▸ **AUSGEWÄHLTER TEXT**
+ + + + +
Für die Ursachenforschung und Wissenschaft war es wahrscheinlich nicht so klug, alle Tiere aus dem Stall in Hörsten sofort zu Keulen. Ich halte diese Vorgehen für eine unüberlegte Panikreaktion, da es sich bei BSE ja nicht um eine schnell um sich greifende Seuche im eigentlichen Sinne handelt.
Auch hätte es nach Auffassung der Wissenschaft gar nicht zu einem generellen Verbot von Tiermehl kommen müssen. Das eigentliche Problem lag nämlich ! in den Vorschriften, was auf keinen Fall zu Tiermehl verarbeitet werden darf, ! in einer mangelhaften EU-weiten Kontrolle der Tiermehlproduzenten und ! in einer mangelhaften Kontrolle von importiertem Tiermehl aus Nicht-EU- Ländern.
Außerdem waren Wissenschaft und Politik davon überzeugt, dass man tierische Abfälle bei 133 Grad Celsius und 3 Bar Druck in 20 Minuten sterilisieren kann. Seit längerem liegen aber Berichte vor, dass selbst bei 300 Grad Celsius und der Sterilisation durch UV-Strahlen und Desinfektionsmittel oder durch energiereiche Röntgenstrahlen die BSE-Erreger, die Prionen, nicht mit Sicherheit vernichtet werden. Man wiegt sich also in einer Sicherheit, die möglicherweise trügerisch ist. BSE- Tierkadaver, -Hirn, -Innereien, -Rückenmark haben daher im Tiermehl nichts zu suchen.
+ + + + +
▸ **VORLIEGENDE ANGABEN**

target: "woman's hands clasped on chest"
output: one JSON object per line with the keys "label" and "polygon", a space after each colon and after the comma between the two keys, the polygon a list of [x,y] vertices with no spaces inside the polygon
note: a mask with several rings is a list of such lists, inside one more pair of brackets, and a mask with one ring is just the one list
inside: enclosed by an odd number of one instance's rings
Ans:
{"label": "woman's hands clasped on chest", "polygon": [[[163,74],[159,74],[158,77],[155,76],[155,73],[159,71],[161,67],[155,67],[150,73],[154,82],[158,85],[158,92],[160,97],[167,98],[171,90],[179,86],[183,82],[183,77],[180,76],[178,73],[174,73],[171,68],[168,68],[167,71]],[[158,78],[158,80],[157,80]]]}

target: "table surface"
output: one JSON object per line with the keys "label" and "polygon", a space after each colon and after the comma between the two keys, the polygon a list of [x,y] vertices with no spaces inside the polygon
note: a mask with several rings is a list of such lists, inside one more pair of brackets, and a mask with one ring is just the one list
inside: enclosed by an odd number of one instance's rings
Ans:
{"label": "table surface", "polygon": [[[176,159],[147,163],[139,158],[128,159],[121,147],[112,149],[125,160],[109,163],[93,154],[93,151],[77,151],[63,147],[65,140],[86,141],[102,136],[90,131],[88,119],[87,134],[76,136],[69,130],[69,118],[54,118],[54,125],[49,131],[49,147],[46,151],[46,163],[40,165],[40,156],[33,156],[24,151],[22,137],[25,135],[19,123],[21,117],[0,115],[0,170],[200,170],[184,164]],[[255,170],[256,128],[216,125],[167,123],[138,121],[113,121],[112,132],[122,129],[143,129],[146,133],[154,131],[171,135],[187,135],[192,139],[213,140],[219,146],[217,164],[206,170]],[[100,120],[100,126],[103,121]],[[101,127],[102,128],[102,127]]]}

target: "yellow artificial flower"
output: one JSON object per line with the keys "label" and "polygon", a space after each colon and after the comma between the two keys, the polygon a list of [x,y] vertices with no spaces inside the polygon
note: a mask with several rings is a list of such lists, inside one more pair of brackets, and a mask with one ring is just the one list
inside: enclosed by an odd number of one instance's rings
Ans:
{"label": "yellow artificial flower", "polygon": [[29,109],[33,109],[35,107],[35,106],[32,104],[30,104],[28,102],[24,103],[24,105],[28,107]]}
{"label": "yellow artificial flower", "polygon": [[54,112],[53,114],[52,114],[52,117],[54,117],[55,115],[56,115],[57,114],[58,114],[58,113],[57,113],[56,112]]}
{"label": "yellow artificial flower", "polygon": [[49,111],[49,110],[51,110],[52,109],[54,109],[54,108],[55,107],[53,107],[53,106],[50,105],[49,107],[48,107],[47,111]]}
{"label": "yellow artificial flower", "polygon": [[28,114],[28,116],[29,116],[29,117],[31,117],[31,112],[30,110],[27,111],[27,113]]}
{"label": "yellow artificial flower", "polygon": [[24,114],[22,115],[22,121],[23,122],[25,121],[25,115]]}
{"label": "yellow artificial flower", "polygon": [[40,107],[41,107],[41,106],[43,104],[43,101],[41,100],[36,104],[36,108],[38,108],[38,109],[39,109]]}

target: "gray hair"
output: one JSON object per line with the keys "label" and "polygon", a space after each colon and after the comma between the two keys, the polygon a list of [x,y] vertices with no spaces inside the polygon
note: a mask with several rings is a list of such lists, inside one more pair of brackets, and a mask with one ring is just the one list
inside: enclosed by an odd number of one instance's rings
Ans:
+ + + + +
▸ **AUFGABE**
Schreib aus dem Text über BSE die Stelle von „Für die Ursachenforschung“ bis einschließlich „aus Nicht-EU- Ländern.“ wortgetreu heraus.

▸ **LÖSUNG**
Für die Ursachenforschung und Wissenschaft war es wahrscheinlich nicht so klug, alle Tiere aus dem Stall in Hörsten sofort zu Keulen. Ich halte diese Vorgehen für eine unüberlegte Panikreaktion, da es sich bei BSE ja nicht um eine schnell um sich greifende Seuche im eigentlichen Sinne handelt.
Auch hätte es nach Auffassung der Wissenschaft gar nicht zu einem generellen Verbot von Tiermehl kommen müssen. Das eigentliche Problem lag nämlich ! in den Vorschriften, was auf keinen Fall zu Tiermehl verarbeitet werden darf, ! in einer mangelhaften EU-weiten Kontrolle der Tiermehlproduzenten und ! in einer mangelhaften Kontrolle von importiertem Tiermehl aus Nicht-EU- Ländern.